→ WHAT YOU HAVE TO DO: Everything from the line containing "In this photo, where can the bird be" down to the last line of the entries below must be transcribed exactly, and nothing else.

→ INPUT RECORDS:
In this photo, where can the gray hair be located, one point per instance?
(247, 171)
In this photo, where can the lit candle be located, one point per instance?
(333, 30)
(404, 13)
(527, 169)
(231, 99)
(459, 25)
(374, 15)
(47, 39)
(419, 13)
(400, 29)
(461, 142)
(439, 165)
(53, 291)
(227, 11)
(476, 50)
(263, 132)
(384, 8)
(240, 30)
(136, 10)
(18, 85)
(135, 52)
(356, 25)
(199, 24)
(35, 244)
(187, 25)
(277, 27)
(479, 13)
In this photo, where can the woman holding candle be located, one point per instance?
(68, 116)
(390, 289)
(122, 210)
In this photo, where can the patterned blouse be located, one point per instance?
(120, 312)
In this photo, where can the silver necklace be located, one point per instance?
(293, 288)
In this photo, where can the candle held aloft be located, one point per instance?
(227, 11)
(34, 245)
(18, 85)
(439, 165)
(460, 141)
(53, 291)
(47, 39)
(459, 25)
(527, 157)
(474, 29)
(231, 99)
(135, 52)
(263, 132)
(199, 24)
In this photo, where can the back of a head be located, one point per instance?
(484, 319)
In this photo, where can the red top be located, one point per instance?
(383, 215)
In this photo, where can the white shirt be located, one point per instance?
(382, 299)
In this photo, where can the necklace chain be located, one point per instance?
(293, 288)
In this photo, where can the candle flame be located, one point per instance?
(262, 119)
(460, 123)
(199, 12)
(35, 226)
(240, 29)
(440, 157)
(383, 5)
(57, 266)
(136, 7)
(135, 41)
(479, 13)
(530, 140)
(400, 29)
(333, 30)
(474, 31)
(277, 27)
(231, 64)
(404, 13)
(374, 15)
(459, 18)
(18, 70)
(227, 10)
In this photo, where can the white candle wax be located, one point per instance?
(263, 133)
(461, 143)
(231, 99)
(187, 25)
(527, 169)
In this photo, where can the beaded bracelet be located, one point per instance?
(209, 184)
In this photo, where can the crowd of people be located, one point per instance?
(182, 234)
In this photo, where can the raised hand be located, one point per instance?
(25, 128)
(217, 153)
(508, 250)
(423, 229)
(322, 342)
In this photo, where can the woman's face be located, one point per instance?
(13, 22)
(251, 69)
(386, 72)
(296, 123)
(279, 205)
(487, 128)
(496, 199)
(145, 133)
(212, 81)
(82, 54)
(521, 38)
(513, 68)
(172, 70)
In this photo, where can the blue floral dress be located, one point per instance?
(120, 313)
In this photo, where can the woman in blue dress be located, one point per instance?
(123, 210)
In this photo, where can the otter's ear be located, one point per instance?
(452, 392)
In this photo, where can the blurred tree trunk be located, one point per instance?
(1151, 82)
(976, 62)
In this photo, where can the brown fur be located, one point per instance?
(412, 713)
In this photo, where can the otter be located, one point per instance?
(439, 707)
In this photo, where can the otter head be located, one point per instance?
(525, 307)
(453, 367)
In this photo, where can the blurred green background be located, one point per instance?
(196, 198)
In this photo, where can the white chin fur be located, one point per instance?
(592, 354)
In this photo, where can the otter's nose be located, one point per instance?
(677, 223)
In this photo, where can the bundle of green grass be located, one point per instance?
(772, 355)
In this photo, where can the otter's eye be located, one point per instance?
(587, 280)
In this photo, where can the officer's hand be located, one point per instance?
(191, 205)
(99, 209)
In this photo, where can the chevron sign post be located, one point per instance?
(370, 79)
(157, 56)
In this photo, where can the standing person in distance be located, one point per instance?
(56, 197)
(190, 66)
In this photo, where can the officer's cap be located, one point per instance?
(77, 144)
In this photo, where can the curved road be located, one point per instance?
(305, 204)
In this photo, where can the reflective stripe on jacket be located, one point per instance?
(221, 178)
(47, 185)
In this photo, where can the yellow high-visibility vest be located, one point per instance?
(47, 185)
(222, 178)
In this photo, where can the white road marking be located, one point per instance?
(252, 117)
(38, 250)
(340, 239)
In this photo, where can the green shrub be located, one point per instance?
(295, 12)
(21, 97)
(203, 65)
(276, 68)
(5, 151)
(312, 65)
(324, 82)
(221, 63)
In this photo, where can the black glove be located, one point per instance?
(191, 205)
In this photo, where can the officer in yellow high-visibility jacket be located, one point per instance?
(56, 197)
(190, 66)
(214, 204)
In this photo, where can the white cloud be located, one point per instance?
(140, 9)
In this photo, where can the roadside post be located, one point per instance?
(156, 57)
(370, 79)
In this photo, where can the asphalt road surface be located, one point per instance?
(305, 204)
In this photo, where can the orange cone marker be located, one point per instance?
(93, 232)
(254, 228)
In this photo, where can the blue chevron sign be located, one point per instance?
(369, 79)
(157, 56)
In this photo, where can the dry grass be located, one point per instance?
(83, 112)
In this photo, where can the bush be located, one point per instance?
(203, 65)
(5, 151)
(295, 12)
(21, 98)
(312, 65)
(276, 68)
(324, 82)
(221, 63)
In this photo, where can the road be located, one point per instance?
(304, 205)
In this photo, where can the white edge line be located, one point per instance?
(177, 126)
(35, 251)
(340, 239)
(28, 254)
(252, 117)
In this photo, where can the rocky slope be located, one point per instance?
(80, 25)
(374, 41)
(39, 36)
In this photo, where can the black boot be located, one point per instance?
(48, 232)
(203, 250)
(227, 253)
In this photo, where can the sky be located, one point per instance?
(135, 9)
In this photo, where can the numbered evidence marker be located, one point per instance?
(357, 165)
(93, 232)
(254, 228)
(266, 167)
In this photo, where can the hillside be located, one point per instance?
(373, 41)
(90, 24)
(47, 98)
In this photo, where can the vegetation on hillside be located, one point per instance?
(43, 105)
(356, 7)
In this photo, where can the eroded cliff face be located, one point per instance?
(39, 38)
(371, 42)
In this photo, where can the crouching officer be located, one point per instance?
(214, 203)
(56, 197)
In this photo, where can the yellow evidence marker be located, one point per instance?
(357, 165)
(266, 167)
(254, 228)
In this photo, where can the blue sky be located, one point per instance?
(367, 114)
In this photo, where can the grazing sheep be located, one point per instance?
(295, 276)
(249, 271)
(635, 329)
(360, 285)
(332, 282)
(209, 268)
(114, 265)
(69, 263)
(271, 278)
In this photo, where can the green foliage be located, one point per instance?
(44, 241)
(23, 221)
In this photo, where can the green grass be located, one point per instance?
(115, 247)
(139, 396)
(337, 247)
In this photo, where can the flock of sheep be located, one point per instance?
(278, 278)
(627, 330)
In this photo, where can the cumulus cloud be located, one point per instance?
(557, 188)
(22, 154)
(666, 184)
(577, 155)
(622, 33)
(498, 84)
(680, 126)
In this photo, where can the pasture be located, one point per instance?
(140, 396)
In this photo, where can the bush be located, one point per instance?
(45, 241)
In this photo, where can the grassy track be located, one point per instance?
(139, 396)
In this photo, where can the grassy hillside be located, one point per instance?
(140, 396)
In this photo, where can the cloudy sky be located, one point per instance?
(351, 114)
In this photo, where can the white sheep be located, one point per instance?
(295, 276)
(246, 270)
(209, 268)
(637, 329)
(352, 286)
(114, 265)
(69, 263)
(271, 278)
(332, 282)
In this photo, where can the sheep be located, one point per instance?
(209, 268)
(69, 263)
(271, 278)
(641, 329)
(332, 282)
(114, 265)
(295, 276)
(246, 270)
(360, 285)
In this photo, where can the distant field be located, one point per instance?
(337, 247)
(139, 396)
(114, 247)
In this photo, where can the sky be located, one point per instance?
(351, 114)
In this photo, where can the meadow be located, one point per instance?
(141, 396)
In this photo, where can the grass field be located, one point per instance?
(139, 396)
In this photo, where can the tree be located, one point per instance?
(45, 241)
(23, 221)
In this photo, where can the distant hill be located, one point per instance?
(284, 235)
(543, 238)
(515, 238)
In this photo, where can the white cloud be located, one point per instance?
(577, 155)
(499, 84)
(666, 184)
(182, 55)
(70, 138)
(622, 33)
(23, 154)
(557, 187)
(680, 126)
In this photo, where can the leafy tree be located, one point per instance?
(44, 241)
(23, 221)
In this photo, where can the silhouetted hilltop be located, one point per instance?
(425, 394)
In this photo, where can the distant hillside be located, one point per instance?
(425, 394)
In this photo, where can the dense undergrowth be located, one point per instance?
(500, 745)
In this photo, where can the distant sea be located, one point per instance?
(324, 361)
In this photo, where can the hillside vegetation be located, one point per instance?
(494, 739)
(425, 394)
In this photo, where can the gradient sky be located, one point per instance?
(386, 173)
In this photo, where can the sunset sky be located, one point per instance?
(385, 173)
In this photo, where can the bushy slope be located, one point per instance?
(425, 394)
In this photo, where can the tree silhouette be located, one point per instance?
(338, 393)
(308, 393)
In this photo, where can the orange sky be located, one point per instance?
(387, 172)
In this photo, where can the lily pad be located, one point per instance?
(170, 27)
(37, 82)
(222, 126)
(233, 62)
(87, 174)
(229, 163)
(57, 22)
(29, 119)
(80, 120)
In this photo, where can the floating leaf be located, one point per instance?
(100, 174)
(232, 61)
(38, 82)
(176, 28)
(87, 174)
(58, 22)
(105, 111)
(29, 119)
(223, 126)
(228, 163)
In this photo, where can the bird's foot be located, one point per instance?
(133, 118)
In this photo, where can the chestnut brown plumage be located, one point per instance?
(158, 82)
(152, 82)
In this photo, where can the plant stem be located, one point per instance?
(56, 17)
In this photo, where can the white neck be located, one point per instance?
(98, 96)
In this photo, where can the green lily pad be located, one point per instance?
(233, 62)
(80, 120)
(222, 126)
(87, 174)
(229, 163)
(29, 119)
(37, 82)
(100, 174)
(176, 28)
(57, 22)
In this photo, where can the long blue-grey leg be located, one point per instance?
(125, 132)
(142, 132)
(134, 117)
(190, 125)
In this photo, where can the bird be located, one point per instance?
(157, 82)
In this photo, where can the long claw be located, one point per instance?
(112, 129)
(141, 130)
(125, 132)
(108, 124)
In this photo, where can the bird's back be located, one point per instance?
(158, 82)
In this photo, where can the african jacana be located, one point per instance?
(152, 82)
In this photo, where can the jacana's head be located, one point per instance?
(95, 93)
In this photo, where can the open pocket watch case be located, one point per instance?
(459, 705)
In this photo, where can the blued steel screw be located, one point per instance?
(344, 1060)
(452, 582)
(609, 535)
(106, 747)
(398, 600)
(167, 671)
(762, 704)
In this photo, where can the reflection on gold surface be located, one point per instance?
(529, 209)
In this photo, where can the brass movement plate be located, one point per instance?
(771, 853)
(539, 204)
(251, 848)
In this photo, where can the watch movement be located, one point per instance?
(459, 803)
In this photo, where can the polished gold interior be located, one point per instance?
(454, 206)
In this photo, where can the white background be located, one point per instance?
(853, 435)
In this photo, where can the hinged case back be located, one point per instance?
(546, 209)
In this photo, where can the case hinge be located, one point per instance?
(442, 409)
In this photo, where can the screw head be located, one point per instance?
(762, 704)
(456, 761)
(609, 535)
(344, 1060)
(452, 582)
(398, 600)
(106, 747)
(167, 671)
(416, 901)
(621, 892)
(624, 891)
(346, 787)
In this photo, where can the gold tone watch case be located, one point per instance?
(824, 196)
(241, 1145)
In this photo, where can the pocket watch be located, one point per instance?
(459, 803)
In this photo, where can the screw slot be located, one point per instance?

→ FINISHED TASK:
In this photo, where can the bird be located, one point per instance?
(157, 82)
In this photo, where can the long claw be located, one point per instance?
(112, 129)
(141, 130)
(125, 132)
(108, 124)
In this photo, where can the bird's back be located, one point per instance?
(158, 82)
In this photo, where can the african jacana be located, one point per instance?
(152, 82)
In this photo, where can the jacana's head be located, one point per instance?
(95, 93)
In this photo, where can the open pocket watch case be located, one point per instance?
(459, 705)
In this photo, where can the blued steel screw be located, one point per instance?
(344, 1060)
(452, 582)
(609, 535)
(106, 747)
(398, 600)
(167, 671)
(762, 704)
In this photo, where can the reflection on gold surface be located, one point per instance?
(529, 209)
In this photo, where can the brass movement plate be located, one point per instance?
(771, 853)
(539, 204)
(251, 848)
In this photo, where can the watch movement be located, one point per instance?
(459, 803)
In this photo, where can the polished gold interior be located, one point per instance?
(454, 206)
In this photo, where can the white background be located, one point per instance?
(853, 435)
In this photo, where can the hinged case back be located, one point per instance?
(546, 209)
In this photo, where can the case hinge be located, one point per instance?
(442, 409)
In this photo, where can the screw head be located, one point per instance?
(762, 704)
(456, 761)
(609, 535)
(344, 1060)
(452, 582)
(398, 600)
(106, 747)
(167, 671)
(416, 901)
(621, 892)
(624, 891)
(346, 787)
In this photo, where can the gold tone watch case be located, one point per instance?
(824, 196)
(241, 1145)
In this photo, where can the pocket watch be located, one point per instance?
(459, 803)
In this photo, where can the screw slot be located, one point per instance?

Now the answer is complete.